ESTRATTO FORNITO =>
Il padre si rese conto della serietà della ferita che il figlio portava dentro e non volle banalizzare né rendere superficiale ciò
che con tanta speculazione era stato acquisito... avvicinò il figlio al proprio petto e lo abbracciò commosso, come un battesimo di poesia e dignità esistenziale ritrovata.
ma nella produzione poetica di Gianfranco Santoro si avvertiva un vuoto, non dovuto a scelta espressiva dell'autore, ma ad una sorta di rimozione inconsapevole che si colmò qualche anno dopo l'inizio del poetare ,  con una poesia intitolata  PROFILO :

che dolce carattere strano,
se allontanassi la pena
dai tuoi spauriti  pensieri
potrei ricordarti che ieri
anche io ero ancora vuota,
in attesa di boschi sommersi
e di sentieri di pietra

Le tue fattezze marine ....

ecco che improvviso irrompe l'eterno femmineo con cui Gian Franco si riconcilia ,per una esperienza affettiva che al momento sembra densa di significati profondi e persino esaltanti, ma che alla lunga arriverà ad un impietoso naufragio.
Qui però occorre sottolineare che questa apertura verso la donna , sia in senso spirituale  ed amoroso, sia in senso prettamente erotico non aveva nulla di
artificiale .

Voci archiviate da una raccolta:
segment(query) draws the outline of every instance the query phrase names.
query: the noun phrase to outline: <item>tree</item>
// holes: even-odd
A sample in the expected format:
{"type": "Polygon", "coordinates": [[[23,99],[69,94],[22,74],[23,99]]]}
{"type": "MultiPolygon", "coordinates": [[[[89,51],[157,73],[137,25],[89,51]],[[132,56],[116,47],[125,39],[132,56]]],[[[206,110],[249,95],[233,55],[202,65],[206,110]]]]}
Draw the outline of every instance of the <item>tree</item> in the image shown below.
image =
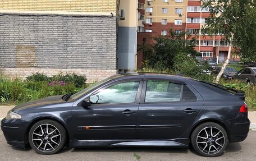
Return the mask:
{"type": "Polygon", "coordinates": [[[255,58],[256,11],[253,0],[208,0],[202,7],[209,7],[210,16],[203,27],[211,35],[224,34],[229,43],[227,60],[218,73],[216,82],[228,63],[233,47],[241,58],[255,58]]]}
{"type": "MultiPolygon", "coordinates": [[[[148,48],[152,53],[145,57],[148,67],[171,71],[177,55],[182,54],[194,57],[198,54],[194,46],[189,45],[188,40],[184,39],[185,33],[176,33],[172,29],[169,33],[166,36],[153,38],[156,43],[148,48]]],[[[192,44],[193,41],[191,40],[192,44]]]]}

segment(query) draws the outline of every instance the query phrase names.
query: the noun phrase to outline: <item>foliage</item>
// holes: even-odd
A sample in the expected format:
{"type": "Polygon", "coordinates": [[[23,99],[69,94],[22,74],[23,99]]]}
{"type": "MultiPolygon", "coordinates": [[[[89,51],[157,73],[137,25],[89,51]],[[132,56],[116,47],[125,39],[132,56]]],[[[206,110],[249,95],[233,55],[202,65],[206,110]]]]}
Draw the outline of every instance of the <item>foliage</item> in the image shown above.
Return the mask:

CONSEGNA A => Per ciascuna affermazione indica se concorda con l'estratto, rispondendo sì o no e citando alla lettera le parole dell'estratto che lo stabiliscono: (i) nella produzione poetica di Gianfranco Santoro si avvertiva un vuoto dovuto a una scelta espressiva dell'autore; (ii) il padre abbracciò il figlio commosso; (iii) l'esperienza affettiva descritta arriverà alla lunga a un impietoso naufragio.
CONSEGNA B => Ripeti fedelmente il passo dell'estratto che parte da "che dolce carattere" e arriva fino a "un impietoso naufragio.".
Le righe non hanno alcun legame con l'estratto.

RISPOSTA COMPLETA A =>
(i) No: «non dovuto a scelta espressiva dell'autore».
(ii) Sì: «lo abbracciò commosso».
(iii) Sì: «ma che alla lunga arriverà ad un impietoso naufragio».

RISPOSTA COMPLETA B =>
che dolce carattere strano,
se allontanassi la pena
dai tuoi spauriti  pensieri
potrei ricordarti che ieri
anche io ero ancora vuota,
in attesa di boschi sommersi
e di sentieri di pietra

Le tue fattezze marine ....

ecco che improvviso irrompe l'eterno femmineo con cui Gian Franco si riconcilia ,per una esperienza affettiva che al momento sembra densa di significati profondi e persino esaltanti, ma che alla lunga arriverà ad un impietoso naufragio.